Problem to solve
Restate the entire listing word for word.
═════ Records for this exercise ═════
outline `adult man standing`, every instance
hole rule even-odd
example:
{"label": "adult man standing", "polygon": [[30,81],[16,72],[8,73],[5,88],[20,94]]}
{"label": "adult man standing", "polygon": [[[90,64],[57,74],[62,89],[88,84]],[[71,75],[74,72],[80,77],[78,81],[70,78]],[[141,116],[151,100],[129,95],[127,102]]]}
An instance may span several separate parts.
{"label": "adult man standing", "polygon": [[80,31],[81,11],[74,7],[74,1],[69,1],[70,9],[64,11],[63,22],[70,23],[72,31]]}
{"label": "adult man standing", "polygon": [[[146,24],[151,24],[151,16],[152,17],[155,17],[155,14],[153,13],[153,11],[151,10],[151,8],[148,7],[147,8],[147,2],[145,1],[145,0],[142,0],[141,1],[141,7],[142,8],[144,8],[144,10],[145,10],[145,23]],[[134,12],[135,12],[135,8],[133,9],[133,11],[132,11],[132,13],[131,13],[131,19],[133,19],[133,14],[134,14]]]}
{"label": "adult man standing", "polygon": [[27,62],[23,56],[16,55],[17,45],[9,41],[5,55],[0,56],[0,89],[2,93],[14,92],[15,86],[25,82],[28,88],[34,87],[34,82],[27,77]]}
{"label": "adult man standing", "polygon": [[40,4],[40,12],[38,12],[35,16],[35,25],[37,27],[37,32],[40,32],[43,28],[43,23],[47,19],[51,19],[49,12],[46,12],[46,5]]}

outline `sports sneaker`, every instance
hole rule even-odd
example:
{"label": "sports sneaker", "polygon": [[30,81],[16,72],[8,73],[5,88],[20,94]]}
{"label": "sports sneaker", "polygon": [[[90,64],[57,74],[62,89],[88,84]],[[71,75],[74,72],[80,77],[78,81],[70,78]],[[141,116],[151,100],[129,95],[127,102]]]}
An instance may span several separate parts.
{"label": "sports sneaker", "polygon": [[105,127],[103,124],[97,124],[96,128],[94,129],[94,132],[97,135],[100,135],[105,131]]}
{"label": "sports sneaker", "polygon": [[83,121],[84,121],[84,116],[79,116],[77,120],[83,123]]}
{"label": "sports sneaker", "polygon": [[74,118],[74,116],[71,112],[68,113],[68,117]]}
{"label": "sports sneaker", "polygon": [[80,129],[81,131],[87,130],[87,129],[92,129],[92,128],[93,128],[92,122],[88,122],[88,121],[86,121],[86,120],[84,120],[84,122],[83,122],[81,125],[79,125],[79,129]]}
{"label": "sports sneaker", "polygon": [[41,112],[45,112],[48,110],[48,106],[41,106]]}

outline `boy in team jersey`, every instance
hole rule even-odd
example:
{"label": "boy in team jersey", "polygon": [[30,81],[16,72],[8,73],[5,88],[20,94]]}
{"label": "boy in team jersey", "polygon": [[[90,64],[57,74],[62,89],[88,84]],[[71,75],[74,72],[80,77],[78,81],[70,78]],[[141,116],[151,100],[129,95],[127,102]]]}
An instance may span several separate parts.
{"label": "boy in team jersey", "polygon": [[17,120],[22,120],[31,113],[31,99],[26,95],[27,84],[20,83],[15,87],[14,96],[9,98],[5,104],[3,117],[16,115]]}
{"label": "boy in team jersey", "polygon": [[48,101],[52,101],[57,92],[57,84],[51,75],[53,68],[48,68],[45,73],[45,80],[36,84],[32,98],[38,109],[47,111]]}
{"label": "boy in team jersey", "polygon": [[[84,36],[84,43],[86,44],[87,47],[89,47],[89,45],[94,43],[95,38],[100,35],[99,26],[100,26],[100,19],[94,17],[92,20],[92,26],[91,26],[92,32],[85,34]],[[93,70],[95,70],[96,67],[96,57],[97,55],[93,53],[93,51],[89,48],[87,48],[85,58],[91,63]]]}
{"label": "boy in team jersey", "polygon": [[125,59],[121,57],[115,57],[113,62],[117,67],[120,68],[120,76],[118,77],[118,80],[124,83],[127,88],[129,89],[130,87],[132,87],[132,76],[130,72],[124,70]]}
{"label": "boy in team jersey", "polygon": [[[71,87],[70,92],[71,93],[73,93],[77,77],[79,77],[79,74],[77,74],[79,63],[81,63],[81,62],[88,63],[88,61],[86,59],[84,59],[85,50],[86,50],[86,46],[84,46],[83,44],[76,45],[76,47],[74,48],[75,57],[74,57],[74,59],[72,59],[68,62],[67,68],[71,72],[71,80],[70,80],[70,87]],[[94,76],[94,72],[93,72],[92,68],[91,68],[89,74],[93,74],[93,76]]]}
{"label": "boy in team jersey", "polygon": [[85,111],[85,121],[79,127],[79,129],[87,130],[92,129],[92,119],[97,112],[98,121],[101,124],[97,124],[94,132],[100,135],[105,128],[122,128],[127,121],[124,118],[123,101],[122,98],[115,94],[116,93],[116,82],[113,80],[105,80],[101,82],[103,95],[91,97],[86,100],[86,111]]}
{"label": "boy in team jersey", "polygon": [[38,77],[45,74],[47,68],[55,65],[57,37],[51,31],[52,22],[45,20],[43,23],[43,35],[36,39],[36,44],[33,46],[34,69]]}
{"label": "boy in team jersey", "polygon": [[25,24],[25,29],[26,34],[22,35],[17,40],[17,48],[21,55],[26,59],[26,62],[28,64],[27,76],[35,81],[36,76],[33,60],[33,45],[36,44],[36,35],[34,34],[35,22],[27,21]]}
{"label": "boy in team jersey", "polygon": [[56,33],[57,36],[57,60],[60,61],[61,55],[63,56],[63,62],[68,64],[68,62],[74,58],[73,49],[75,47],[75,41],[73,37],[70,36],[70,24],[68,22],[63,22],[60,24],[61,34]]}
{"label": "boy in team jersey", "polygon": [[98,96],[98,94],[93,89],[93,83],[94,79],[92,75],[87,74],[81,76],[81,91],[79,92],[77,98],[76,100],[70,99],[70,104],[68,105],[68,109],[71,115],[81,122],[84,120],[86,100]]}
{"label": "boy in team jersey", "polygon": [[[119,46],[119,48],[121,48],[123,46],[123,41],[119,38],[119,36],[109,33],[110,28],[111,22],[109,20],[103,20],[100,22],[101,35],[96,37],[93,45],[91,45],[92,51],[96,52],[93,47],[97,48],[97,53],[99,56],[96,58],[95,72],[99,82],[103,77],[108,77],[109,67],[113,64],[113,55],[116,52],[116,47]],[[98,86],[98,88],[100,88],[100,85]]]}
═════
Correct response
outline `adult man standing`, every instance
hole rule even-odd
example:
{"label": "adult man standing", "polygon": [[30,81],[16,72],[8,73],[5,88],[20,94]]}
{"label": "adult man standing", "polygon": [[[90,64],[57,74],[62,89],[88,84]],[[71,75],[74,72],[80,77],[78,81],[70,78]],[[141,116],[151,100],[129,95],[127,102]]]}
An instance may span several separate parts.
{"label": "adult man standing", "polygon": [[80,31],[81,11],[74,7],[74,1],[69,1],[70,9],[64,11],[63,22],[70,23],[72,31]]}
{"label": "adult man standing", "polygon": [[[146,24],[151,24],[151,16],[152,17],[155,17],[155,14],[153,13],[153,11],[151,10],[151,8],[148,7],[147,8],[147,2],[145,1],[145,0],[142,0],[141,1],[141,7],[142,8],[144,8],[144,10],[145,10],[145,23]],[[134,12],[135,12],[135,8],[133,9],[133,11],[132,11],[132,13],[131,13],[131,19],[133,19],[133,14],[134,14]]]}
{"label": "adult man standing", "polygon": [[27,62],[23,56],[16,55],[17,45],[9,41],[5,55],[0,56],[0,89],[2,93],[14,92],[15,86],[25,82],[28,88],[34,87],[34,82],[27,77]]}
{"label": "adult man standing", "polygon": [[40,4],[40,12],[38,12],[35,16],[35,25],[37,27],[37,32],[40,32],[43,28],[43,23],[47,19],[51,19],[49,12],[46,12],[46,5]]}

outline `sports sneaker`, every instance
hole rule even-odd
example:
{"label": "sports sneaker", "polygon": [[30,81],[16,72],[8,73],[5,88],[20,94]]}
{"label": "sports sneaker", "polygon": [[[90,64],[57,74],[62,89],[88,84]],[[71,75],[74,72],[80,77],[78,81],[70,78]],[[141,116],[151,100],[129,95],[127,102]]]}
An instance may span several separate parts.
{"label": "sports sneaker", "polygon": [[105,127],[103,124],[97,124],[96,128],[94,129],[94,132],[97,135],[100,135],[105,131]]}
{"label": "sports sneaker", "polygon": [[83,121],[84,121],[84,116],[79,116],[77,120],[83,123]]}
{"label": "sports sneaker", "polygon": [[74,118],[74,116],[71,112],[68,113],[68,117]]}
{"label": "sports sneaker", "polygon": [[80,129],[81,131],[87,130],[87,129],[92,129],[92,128],[93,128],[92,122],[88,122],[88,121],[86,121],[86,120],[84,120],[84,122],[83,122],[81,125],[79,125],[79,129]]}
{"label": "sports sneaker", "polygon": [[41,112],[45,112],[48,110],[48,106],[41,106]]}

outline `boy in team jersey`, every instance
hole rule even-odd
example:
{"label": "boy in team jersey", "polygon": [[30,81],[16,72],[8,73],[5,88],[20,94]]}
{"label": "boy in team jersey", "polygon": [[[90,64],[57,74],[62,89],[88,84]],[[71,75],[74,72],[80,77],[78,81],[70,78]],[[141,116],[151,100],[129,95],[127,102]]]}
An instance may span several separate parts.
{"label": "boy in team jersey", "polygon": [[17,120],[22,120],[31,113],[31,99],[26,95],[27,84],[20,83],[15,87],[14,96],[9,98],[5,104],[3,117],[16,115]]}
{"label": "boy in team jersey", "polygon": [[48,101],[52,101],[57,92],[57,84],[51,75],[53,68],[48,68],[45,73],[45,80],[36,84],[32,98],[38,109],[47,111]]}
{"label": "boy in team jersey", "polygon": [[[84,36],[84,43],[86,44],[87,47],[89,47],[89,45],[94,43],[95,38],[100,35],[99,26],[100,26],[100,19],[94,17],[92,20],[92,26],[91,26],[92,32],[85,34]],[[93,70],[95,70],[96,67],[96,57],[97,55],[93,53],[93,51],[89,48],[87,48],[85,58],[91,63]]]}
{"label": "boy in team jersey", "polygon": [[125,59],[121,57],[115,57],[113,62],[117,67],[120,68],[120,76],[118,77],[118,80],[124,83],[127,88],[129,89],[130,87],[132,87],[132,76],[130,72],[124,70]]}
{"label": "boy in team jersey", "polygon": [[[71,87],[70,92],[71,93],[73,93],[77,77],[79,77],[79,74],[77,74],[79,63],[81,63],[81,62],[88,63],[88,61],[86,59],[84,59],[85,50],[86,50],[86,46],[84,46],[83,44],[76,45],[76,47],[74,48],[75,57],[74,57],[74,59],[72,59],[68,62],[67,68],[71,72],[71,80],[70,80],[70,87]],[[94,76],[94,72],[93,72],[92,68],[91,68],[89,74],[93,74],[93,76]]]}
{"label": "boy in team jersey", "polygon": [[85,111],[85,121],[79,127],[79,129],[87,130],[92,129],[92,119],[97,112],[98,121],[101,124],[97,124],[94,132],[100,135],[105,128],[122,128],[127,121],[124,118],[123,101],[122,98],[115,94],[116,93],[116,82],[113,80],[105,80],[101,82],[103,95],[91,97],[86,100],[86,111]]}
{"label": "boy in team jersey", "polygon": [[38,77],[45,74],[47,68],[55,65],[57,37],[51,31],[52,22],[45,20],[43,23],[43,35],[36,39],[36,44],[33,46],[34,69]]}
{"label": "boy in team jersey", "polygon": [[25,24],[25,29],[26,34],[22,35],[17,40],[17,48],[21,55],[26,59],[26,62],[28,64],[27,76],[35,81],[36,76],[33,60],[33,45],[36,44],[36,35],[34,34],[35,22],[27,21]]}
{"label": "boy in team jersey", "polygon": [[56,33],[57,36],[57,60],[60,61],[61,55],[63,56],[63,62],[68,64],[68,62],[74,58],[73,49],[75,47],[75,41],[73,37],[70,36],[70,24],[68,22],[63,22],[60,24],[61,34]]}
{"label": "boy in team jersey", "polygon": [[98,96],[98,94],[93,89],[93,83],[94,79],[92,75],[87,74],[81,76],[81,91],[79,92],[77,98],[76,100],[70,99],[70,104],[68,105],[68,109],[71,115],[81,122],[84,120],[86,100]]}
{"label": "boy in team jersey", "polygon": [[[119,46],[119,48],[121,48],[123,46],[123,41],[119,38],[119,36],[109,33],[110,28],[111,22],[109,20],[103,20],[100,22],[101,35],[96,37],[93,45],[91,45],[92,51],[96,52],[93,47],[97,48],[97,53],[99,56],[96,58],[95,72],[99,82],[103,77],[108,77],[109,67],[113,64],[113,55],[116,52],[116,47]],[[98,86],[98,88],[100,88],[100,85]]]}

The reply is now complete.